All of the data below is to be output without alteration.

[DATA FOR REVIEW]
=== Begin Enclosure ===

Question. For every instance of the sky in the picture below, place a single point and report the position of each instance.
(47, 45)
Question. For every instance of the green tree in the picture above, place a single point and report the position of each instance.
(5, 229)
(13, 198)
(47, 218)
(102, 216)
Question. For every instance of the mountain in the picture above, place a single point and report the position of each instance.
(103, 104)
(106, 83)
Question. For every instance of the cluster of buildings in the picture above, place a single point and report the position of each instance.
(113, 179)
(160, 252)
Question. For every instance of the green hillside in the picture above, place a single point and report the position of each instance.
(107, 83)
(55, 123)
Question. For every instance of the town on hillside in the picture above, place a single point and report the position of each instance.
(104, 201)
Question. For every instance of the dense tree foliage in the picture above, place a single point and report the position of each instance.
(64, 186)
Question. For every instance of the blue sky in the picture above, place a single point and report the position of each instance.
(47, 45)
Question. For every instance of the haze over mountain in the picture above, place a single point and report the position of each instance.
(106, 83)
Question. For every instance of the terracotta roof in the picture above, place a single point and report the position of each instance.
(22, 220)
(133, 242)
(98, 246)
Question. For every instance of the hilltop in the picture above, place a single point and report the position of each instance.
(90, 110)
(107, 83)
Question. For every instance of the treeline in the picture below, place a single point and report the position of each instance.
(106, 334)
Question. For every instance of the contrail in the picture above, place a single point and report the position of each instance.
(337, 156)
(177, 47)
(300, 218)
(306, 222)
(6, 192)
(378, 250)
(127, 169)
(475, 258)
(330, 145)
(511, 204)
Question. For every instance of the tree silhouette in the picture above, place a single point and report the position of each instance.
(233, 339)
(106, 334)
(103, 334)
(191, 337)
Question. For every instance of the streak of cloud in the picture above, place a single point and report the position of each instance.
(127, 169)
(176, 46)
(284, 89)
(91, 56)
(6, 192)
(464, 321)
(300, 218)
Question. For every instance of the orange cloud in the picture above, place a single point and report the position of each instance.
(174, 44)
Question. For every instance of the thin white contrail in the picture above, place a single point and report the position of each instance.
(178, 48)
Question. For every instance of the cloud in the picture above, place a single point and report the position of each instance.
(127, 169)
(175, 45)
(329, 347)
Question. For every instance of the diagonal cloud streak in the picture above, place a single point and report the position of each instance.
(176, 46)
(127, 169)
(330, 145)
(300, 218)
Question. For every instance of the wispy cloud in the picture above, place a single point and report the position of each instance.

=== End Enclosure ===

[RESPONSE AREA]
Question. For every instance of the sky in the picture below, place a single point and report the position of each instance.
(47, 45)
Question. For every instance of the green tree in the picture above, place a single point and report the position of each instance.
(5, 229)
(13, 198)
(47, 218)
(102, 216)
Question. For every instance of the mountain in the picture above, place a single point and report the position of each instance.
(103, 104)
(106, 83)
Question. For every instance of the cluster of buildings in the picture above, place a single point and report the position of each instance.
(113, 179)
(160, 252)
Question. For every instance of the green hillside in the picture above, place a single point and report the position of each instance.
(107, 83)
(55, 123)
Question. For every instance of the town on hillside in the picture above, place a single point and report the position of each instance.
(104, 201)
Question. For every instance of the dense tree foliage in the picture above, place a single point and report the position of each instance.
(64, 186)
Question. For every instance of the blue sky in the picture above, place a single point and report the position of each instance.
(47, 45)
Question. For every instance of the haze over mountain in the picture above, place a single point and report the position of each instance.
(106, 83)
Question. For every instance of the terracotta roof in the picture above, place a single point and report the position of each instance.
(22, 220)
(133, 242)
(98, 246)
Question. For every instance of the hilltop in the picture above, place a single point and report the position of each instance.
(90, 110)
(107, 83)
Question. For every instance of the treeline in the picture below, place a single point and report the position of each instance.
(106, 334)
Question. For every instance of the contrail in the picture above, place a single point and report the position of each instance.
(337, 156)
(177, 47)
(300, 218)
(306, 222)
(6, 192)
(378, 250)
(127, 169)
(475, 258)
(330, 145)
(511, 204)
Question. For every instance of the tree silhouette in the picture above, place a single point and report the position of each instance.
(233, 339)
(106, 334)
(103, 334)
(191, 337)
Question. For every instance of the streak of cloud in the picture above, place a single point and report the position of each instance.
(127, 169)
(176, 46)
(284, 89)
(91, 56)
(6, 192)
(464, 321)
(300, 218)
Question. For every instance of the orange cloud in the picture above, place a single point and report the position of each instance.
(174, 44)
Question. For every instance of the thin white contrail in the picture above, place a single point and report the position of each instance.
(178, 48)
Question. For every instance of the cloud in the picture above, place a single point and report the position of each instance.
(127, 169)
(175, 45)
(329, 347)
Question. For every instance of the diagonal cloud streak in the picture above, place a single point and report the position of each instance.
(176, 46)
(127, 169)
(330, 145)
(300, 218)
Question. For every instance of the wispy cloud in the picture above, place a single point and report the position of each instance.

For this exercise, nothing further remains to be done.